INSTRUCTIONS FOR THE TASK: Repeat the material exactly, leaving nothing out.

THE RECORDS:

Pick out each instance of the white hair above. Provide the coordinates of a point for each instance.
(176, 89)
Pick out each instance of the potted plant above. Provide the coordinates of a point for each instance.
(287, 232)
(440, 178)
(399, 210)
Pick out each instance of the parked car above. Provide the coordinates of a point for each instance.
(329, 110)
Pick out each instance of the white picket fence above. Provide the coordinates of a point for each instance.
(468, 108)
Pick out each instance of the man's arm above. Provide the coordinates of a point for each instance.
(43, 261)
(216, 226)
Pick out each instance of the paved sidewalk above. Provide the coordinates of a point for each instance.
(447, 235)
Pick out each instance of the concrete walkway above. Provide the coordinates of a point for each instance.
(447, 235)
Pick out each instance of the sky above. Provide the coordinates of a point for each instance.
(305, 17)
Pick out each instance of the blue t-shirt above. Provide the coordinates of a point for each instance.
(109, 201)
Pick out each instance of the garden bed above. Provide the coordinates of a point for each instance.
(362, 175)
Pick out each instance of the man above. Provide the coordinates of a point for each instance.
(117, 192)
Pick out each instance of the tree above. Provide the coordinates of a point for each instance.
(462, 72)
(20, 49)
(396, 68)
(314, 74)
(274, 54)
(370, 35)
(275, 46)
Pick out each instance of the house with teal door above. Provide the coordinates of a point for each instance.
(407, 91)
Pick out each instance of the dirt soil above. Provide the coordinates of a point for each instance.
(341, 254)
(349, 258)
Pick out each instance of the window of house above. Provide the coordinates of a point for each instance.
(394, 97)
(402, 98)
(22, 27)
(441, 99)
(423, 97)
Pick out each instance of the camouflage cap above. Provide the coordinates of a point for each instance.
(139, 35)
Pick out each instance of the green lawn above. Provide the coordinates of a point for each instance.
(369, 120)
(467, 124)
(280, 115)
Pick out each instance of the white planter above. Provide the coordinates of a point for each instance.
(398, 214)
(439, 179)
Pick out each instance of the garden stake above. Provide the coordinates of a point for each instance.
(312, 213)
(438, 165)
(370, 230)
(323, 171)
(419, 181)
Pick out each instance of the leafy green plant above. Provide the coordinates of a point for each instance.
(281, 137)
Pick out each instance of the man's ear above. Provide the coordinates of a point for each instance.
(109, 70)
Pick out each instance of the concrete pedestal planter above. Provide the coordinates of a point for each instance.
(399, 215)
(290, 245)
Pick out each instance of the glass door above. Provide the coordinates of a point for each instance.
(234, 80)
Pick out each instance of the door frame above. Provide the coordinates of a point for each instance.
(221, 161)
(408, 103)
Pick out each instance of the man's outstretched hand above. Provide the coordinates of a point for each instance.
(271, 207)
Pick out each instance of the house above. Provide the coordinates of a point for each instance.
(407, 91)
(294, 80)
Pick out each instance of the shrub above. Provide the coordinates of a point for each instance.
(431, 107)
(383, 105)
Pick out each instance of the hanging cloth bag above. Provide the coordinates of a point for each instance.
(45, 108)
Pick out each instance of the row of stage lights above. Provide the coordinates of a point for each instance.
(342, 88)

CORRECT RESULT:
Pick out each instance of the white hair above. Provide the coordinates of a point for each instance.
(176, 89)
Pick out each instance of the potted plant above. Provide the coordinates of a point for each instance.
(287, 232)
(440, 178)
(399, 210)
Pick out each instance of the parked car above. Provide the coordinates of a point for each instance.
(329, 110)
Pick out each instance of the white picket fence above. Provide the coordinates of a point for each instance.
(468, 108)
Pick out each instance of the man's arm above. Provide the coordinates of a point for each instance.
(43, 261)
(216, 226)
Pick out each instance of the paved sidewalk above. Provide the coordinates of a point for each instance.
(447, 235)
Pick out each instance of the concrete walkway above. Provide the coordinates of a point for each instance.
(447, 235)
Pick out each instance of the sky above. Provide the coordinates of a point for each instance.
(305, 17)
Pick out each instance of the blue t-shirt above. Provide the coordinates of a point for each instance.
(109, 201)
Pick out each instance of the garden bed above. Provide the coordinates of a point for each instance.
(362, 175)
Pick out each instance of the man above. Provide the coordinates of a point for each instance.
(117, 192)
Pick out each instance of the tree above. Provide the coordinates of a point for each instance.
(462, 72)
(20, 49)
(396, 68)
(314, 74)
(274, 54)
(370, 35)
(275, 46)
Pick out each instance of the house with teal door above. Provide the coordinates of a point for each instance.
(407, 91)
Pick out each instance of the dirt soil above. Provide the coordinates of a point for each instance.
(341, 254)
(349, 258)
Pick out each instance of the window of house above. Provide the coordinates of a point for each instance.
(394, 97)
(402, 98)
(22, 27)
(441, 99)
(423, 97)
Pick out each instance of the camouflage cap above. Provide the coordinates of a point for each instance.
(139, 35)
Pick out each instance of the green lawn above. Provide the coordinates of a point for each instance.
(369, 120)
(467, 124)
(280, 115)
Pick out each instance of the white planter above. Provide the coordinates of a point for each instance.
(398, 214)
(439, 179)
Pick out each instance of the garden stake above. Provide the coordinates of a point for each instance.
(312, 213)
(438, 165)
(370, 230)
(323, 171)
(419, 181)
Pick out each instance of the leafy green plant above. Provide the coordinates of a point for each instance.
(281, 137)
Pick out each instance of the man's ear above. Provide the coordinates of a point for each instance.
(109, 70)
Pick out each instance of the concrete pedestal planter above. Provide the coordinates of a point for each instance.
(399, 215)
(290, 245)
Pick out each instance of the glass door above. Provide the coordinates of a point for each instance.
(234, 80)
Pick out each instance of the door frame above. Provide the coordinates of a point for each instance.
(221, 161)
(408, 103)
Pick out each instance of the man's outstretched hand above. Provide the coordinates of a point for each instance.
(271, 207)
Pick out each instance of the house above. Provide the coordinates of a point for each instance.
(407, 91)
(294, 80)
Pick out each instance of the shrub above. Provide the coordinates of a point for each instance.
(431, 107)
(383, 105)
Pick out each instance of the hanging cloth bag above. Provide the coordinates of a point for each instance.
(45, 108)
Pick out each instance of the row of stage lights above. Provide the coordinates of a point for each instance.
(342, 88)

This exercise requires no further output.